# EXERCISE
In the stock option plan excerpt below, how long before the effective date of a merger, consolidation, reorganization, liquidation, or dissolution are outstanding options fully exercisable, if the continuing or surviving corporation does not assume them?
-- SELECTION start --
5.4 Subject to Section 6.3.3 with respect to ISOs, the Administrator may approve the grant of Options under this Plan to persons who are expected to become employees or consultants of the Company, but are not employees or consultants at the date of approval, and the date of approval shall be deemed to be the date of grant unless otherwise specified by the Administrator. However, no such Options approved in anticipation of hire by the Company shall be exercisable or validly existing and in effect before the actual date of hire.
 
6.    TERMS AND CONDITIONS OF OPTIONS
 
Each Option granted under this Plan shall be subject to the terms and conditions set forth in Section 6.1. NQOs shall be also subject to the terms and conditions set forth in Section 6.2, but not those set forth in Section 6.3. ISOs shall also be subject to the terms and conditions set forth in Section 6.3, but not those set forth in Section 6.2.
 
6.1 Terms and Conditions to which All Options Are Subject. All Options granted under this Plan shall be subject to the following terms and conditions:
 
6.1.1 Changes in Capital Structure. In the event of changes in the outstanding Common Stock by reason of stock dividends, stock splits, reverse stock splits, split ups, consolidations, recapitalizations, reorganizations or like events, an appropriate adjustment shall be made in the number of shares reserved under the Plan, in the number of shares set forth in Section 3 hereof, and in the number of shares and the option price per share specified in any stock option agreement with respect toany unpurchased shares; provided, however, that the Company shall not be required to issue fractional shares as a result of any such adjustments but may make such adjustment as the Administrator deems appropriate. The Company shall give prompt notice to all optionees of any adjustment pursuant to this Section.
 
6.1.2 Corporate Transactions. Section 6.1.1 above to the contrary notwithstanding, in the event of any merger, consolidation or other reorganization of the Company in which the Company is not the surviving or continuing corporation or in the event of the liquidation or dissolution of the Company, all options granted hereunder shall terminate on the effective date of the merger, consolidation, reorganization, liquidation, or dissolution unless the agreement with respect thereto provides for the assumption of such options by the continuing or surviving corporation. Any other provision of this Plan or the applicable stock option agreement to the contrary notwithstanding, all outstanding options granted hereunder shall be fully exercisable for a period of 30 days prior to the effective date of any such merger, consolidation, reorganization, liquidation, or dissolution unless such options are assumed by the continuing or surviving corporation. The Committee shall notify the holders of all outstanding options in advance of any such window period for exercising options.
-- SELECTION end --
-- INFORMATION SHOWN start --
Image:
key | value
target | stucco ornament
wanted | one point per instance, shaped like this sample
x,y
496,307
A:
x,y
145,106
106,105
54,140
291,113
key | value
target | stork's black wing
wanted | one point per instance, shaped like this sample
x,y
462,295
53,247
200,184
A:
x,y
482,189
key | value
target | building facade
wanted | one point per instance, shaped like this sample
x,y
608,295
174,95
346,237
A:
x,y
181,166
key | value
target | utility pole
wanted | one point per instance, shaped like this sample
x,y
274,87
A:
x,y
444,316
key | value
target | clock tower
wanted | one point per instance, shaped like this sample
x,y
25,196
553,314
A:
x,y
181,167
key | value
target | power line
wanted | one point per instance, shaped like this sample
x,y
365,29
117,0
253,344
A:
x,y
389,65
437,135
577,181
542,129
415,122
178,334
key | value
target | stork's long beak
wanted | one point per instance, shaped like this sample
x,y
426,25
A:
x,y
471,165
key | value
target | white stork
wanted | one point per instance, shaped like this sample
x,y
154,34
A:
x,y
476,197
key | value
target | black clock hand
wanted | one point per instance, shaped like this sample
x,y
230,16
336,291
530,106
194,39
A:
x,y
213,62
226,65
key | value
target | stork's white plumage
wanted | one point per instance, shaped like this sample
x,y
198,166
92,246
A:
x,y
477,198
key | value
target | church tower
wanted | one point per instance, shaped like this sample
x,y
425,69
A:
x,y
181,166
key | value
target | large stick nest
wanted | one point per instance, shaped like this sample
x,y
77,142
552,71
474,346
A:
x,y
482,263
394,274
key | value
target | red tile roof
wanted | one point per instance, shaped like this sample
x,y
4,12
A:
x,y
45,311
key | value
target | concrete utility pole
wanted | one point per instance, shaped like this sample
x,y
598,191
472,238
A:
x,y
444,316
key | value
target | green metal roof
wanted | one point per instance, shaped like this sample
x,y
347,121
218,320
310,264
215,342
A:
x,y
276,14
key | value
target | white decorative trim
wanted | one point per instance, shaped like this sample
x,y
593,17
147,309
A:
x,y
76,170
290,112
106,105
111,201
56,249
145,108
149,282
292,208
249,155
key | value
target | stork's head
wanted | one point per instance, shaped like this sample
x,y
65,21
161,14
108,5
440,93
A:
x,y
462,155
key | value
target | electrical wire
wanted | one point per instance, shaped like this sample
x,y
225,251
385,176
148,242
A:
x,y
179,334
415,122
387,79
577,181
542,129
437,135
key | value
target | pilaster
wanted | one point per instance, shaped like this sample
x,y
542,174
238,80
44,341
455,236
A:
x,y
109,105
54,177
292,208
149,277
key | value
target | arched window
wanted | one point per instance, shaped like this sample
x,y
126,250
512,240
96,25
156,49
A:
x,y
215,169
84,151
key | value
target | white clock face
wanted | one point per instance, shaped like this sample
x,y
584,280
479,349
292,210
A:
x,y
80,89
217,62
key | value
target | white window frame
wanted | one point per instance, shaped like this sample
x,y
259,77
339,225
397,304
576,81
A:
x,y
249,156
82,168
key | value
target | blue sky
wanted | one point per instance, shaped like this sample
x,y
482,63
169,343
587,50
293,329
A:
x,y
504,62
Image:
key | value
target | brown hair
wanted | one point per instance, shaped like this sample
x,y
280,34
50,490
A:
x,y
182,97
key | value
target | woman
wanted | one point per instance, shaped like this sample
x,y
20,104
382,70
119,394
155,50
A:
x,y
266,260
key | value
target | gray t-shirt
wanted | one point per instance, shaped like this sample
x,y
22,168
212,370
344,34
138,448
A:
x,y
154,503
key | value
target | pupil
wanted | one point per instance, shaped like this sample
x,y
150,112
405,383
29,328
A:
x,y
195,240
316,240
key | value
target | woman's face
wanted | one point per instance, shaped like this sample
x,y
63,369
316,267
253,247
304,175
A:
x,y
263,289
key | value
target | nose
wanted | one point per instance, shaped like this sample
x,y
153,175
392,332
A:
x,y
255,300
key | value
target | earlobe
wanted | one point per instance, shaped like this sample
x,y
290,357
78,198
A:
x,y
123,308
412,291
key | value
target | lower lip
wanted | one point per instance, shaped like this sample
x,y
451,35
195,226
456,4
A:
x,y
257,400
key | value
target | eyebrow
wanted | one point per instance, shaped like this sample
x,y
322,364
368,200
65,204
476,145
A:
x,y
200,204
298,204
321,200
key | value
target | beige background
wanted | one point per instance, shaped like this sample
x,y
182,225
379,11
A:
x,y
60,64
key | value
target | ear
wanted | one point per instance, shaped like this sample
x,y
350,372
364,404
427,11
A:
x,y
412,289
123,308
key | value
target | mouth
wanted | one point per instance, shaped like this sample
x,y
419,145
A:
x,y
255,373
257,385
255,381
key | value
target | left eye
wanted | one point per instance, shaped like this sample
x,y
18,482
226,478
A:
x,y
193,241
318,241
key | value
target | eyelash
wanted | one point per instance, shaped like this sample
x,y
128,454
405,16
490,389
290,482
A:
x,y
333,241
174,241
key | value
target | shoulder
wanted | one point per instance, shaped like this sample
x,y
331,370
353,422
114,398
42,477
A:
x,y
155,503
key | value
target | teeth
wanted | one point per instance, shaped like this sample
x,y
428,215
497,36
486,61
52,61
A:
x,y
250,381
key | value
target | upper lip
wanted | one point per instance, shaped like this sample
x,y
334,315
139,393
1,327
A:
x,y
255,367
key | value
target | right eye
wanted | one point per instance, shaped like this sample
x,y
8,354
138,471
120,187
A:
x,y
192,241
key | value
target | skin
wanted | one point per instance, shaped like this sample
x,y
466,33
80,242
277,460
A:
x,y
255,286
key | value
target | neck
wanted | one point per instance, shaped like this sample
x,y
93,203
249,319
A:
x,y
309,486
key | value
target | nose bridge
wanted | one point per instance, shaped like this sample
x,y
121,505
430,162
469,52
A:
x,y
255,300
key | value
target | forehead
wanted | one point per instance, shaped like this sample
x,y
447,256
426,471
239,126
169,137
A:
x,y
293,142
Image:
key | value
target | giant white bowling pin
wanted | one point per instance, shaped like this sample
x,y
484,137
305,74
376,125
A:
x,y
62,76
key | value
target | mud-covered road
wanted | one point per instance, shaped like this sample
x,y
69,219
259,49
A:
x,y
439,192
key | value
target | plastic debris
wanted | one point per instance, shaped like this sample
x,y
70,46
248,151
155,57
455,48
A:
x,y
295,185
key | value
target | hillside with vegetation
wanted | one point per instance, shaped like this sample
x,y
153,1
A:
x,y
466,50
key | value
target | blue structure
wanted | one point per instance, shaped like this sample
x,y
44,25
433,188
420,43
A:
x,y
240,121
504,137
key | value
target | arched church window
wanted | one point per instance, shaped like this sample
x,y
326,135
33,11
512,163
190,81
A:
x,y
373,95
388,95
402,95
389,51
-- INFORMATION SHOWN end --
# COMPLETE ANSWER
For a period of 30 days before the effective date.